Hace unas semanas escuché a uno de los popes de Radio 3 hablando de cómo ese puñado de grupos indies que a día de hoy han sobrepasado la frontera del “sólo los conocemos tú y yo porque molamos” hasta convertirse en (cuasi)fenómenos de masas, esos que pueden llegar a sonar en el hilo musical del Mercadona, han seguido caminos muy parecidos en cuanto a su recorrido de crecimiento por salas (tomando como base, y que se perdone el centrocentrismo, la escena de Madrid).

El recorrido comienza en ese puñado de salas minúsculas que sobreviven heroicamente, en las que son disfrutados por menos de cien personas, la mayoría amigos, primos y compis de trabajo. El siguiente paso (boca a oreja mediante) es llegar a cerca de mil personas en Joy Eslava. A partir de ahí, el escalafón continúa con las dos mil y pico personas de La Riviera. Y, si se supera esa prueba, el límite es el cielo… es decir, el WiZink y más allá. Si tocas en el Wizink, ya no eres indie, ahí ya juegas con los mayores.

(Por cierto, el otro día mientras llenaba el carro de la compra de productos Hacendado juro que durante unos minutos me acompañaron de fondo las ‘Noches blancas’ del grupo que nos ocupa).

¿Quiénes, dentro del mundo subterráneo indie patrio, han llegado a ese punto del stardom paralelo al mainstream? Como no quiero que los Novedades Carminha me llamen pureta voy a dejar de lado a Los Planetas y voy a centrarme sólo en grupos más recientes. Pero así, a bote pronto, se me ocurren, por supuesto, Vetusta Morla, que a pesar de no conseguir la gesta de llenar el Wanda (o como se llame ahora) están claramente en la cabeza de la clasificación ganando por goleada.

Un escalón por debajo tenemos a los recientemente extintos Izal y sus dos llenazos consecutivos del WiZink hace unas semanas para despedirse. Lori Meyers, que provocan sólo con aparecer en cartel que el letrerito de sold out se cuelgue en cualquier festival. Love of Lesbian y su capacidad de llenar el Sant Jordi incluso en plena pandemia para comprobar que la cultura es segura. Y los que en mi opinión son los últimos ascendidos a esta Premier League del olimpo-indie-que-ya-deja-de-ser-indie, los murcianos de Viva Suecia, que casi sin darse cuenta han vendido tres rivieras con tanta rapidez que han dejado las sensación de que si hubieran querido hubieran completado cincos fechas sin despeinarse (y, bueno, cinco rivieras son perfectamente un WiZink).

(Lo de Ojete Calor con el Wizink a rebosar hace un par de semanas, con centenares de personas mendigando una entrada por las redes sociales en los días anteriores al concierto lo dejamos aparte, porque eso no es indie… es otra cosa… Una bomba de relojería maravillosa, eso sí. Pero no sé en qué saco meterlo).

◆ DATOS APORTADOS ◆
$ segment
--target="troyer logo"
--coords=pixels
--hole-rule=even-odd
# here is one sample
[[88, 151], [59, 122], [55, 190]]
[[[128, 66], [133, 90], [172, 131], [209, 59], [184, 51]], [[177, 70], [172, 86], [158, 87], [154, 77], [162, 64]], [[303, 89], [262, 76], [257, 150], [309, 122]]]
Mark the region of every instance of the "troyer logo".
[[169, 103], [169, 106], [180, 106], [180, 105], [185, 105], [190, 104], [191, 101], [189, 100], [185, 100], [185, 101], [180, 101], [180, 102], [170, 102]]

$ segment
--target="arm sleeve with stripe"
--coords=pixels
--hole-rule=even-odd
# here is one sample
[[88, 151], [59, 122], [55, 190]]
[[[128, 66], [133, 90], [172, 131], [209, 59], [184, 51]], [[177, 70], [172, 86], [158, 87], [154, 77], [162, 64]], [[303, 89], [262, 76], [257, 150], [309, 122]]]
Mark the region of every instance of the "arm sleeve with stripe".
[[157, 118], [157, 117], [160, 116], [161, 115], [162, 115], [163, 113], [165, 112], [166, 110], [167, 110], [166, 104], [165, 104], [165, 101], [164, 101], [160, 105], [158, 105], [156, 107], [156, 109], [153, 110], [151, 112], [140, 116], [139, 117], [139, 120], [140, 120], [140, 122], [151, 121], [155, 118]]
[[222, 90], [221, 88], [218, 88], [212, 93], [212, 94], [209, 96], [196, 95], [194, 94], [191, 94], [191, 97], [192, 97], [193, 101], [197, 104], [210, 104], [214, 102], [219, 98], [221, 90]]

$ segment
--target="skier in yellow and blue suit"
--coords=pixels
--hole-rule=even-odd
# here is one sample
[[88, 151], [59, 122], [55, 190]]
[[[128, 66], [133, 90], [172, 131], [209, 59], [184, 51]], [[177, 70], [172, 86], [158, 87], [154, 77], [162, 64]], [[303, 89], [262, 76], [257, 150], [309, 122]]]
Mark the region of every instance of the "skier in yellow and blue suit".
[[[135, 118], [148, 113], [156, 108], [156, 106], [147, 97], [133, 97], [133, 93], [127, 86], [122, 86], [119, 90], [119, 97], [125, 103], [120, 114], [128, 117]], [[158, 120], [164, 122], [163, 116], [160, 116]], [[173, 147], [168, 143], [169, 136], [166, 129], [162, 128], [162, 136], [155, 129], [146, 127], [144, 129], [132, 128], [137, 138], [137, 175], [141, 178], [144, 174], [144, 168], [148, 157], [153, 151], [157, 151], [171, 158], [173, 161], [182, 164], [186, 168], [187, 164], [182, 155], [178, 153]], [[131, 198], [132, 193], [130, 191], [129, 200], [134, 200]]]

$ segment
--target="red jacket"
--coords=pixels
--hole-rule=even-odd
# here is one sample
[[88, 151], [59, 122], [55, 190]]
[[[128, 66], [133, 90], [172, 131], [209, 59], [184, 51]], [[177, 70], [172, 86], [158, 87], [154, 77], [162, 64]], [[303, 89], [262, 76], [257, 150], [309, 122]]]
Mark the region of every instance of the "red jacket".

◆ QUÉ TRABAJAR ◆
**1)** Traduce al inglés esta oración del texto sobre los grupos indies: "Si tocas en el Wizink, ya no eres indie, ahí ya juegas con los mayores."
**2)** Retoma el texto sobre los grupos indies y las salas de Madrid y continúalo a partir de su última oración.

◆ RESPUESTAS ◆
**1)** If you play at the Wizink, you're no longer indie; that's where you play with the grown-ups.

**2)**
Y luego están, por supuesto, Dorian.

Sin ponerme en plan abuelo cebolleta, recuerdo haberles seguido desde hace casi quince años completando ese recorrido de crecimiento al parecer tan estándar: les he visto pasar por salas cuyo nombre he olvidado (tengo una edad). Presentar ‘La ciudad subterránea’ en Joy Eslava y notar que puedo moverme con holgura en los huecos que deja la gente en una sala no excesivamente llena, mudarse a La Riviera y hacer dobletes y tripletes antes de el mundo se parara en 2020… Parece lógico, ahora que hemos vuelto a pulsar el botón de play de nuestras vidas, que se marcaran un WiZink, ¿no? Pues eso es lo que intentamos responder este último 25 de noviembre.

La sensación con la que llego al concierto es rara. La misma mañana del evento he comprobado con una cierta extrañeza que aún quedan entradas a la venta, y al pasear por los alrededores del WiZink una hora antes del comienzo no parece que esta noche haya actuación, en contraposición al ambiente festivo y multitudinario de casi cualquier otra ocasión (véase la invasión de ‘cucarachas negras’ con The Cure hace dos semanas). Los bares de las inmediaciones no están a rebosar (vale, Los Torreznos sí, pero es que Los Torreznos siempre está lleno), no hay apenas grupos de fans charlando con excitación de cuál será la canción con la que abran el espectáculo. Empiezo a tener un runrún en la cabeza, y es que tal vez Dorian ha intentado subir el último escalón antes de tiempo.

Una vez dentro del recinto la sensación no mejora. No es sólo que no se haya montado la grada del fondo extensible, es que todas las gradas están cubiertas por unos ominosos telones negros gigantescos, aumentando la percepción de vacío. La impresión es la misma que en esas bodas en las que al llegar al banquete ves que han puesto un biombo para anular la mitad del salón y no puedes evitar tener ese pensamiento incómodo de que tal vez Marta y JuanJo no tienen tantos amigos. La pista se va llenando con lentitud, casi con cierta desgana, y un cálculo rápido al poco de empezar me dice que apenas superaremos dos tercios del aforo. Afuera hace frío, dentro también, y la poca gente y los espacios holgados entre grupito y grupito hacen que la temperatura no aumente, tanto real como metafóricamente.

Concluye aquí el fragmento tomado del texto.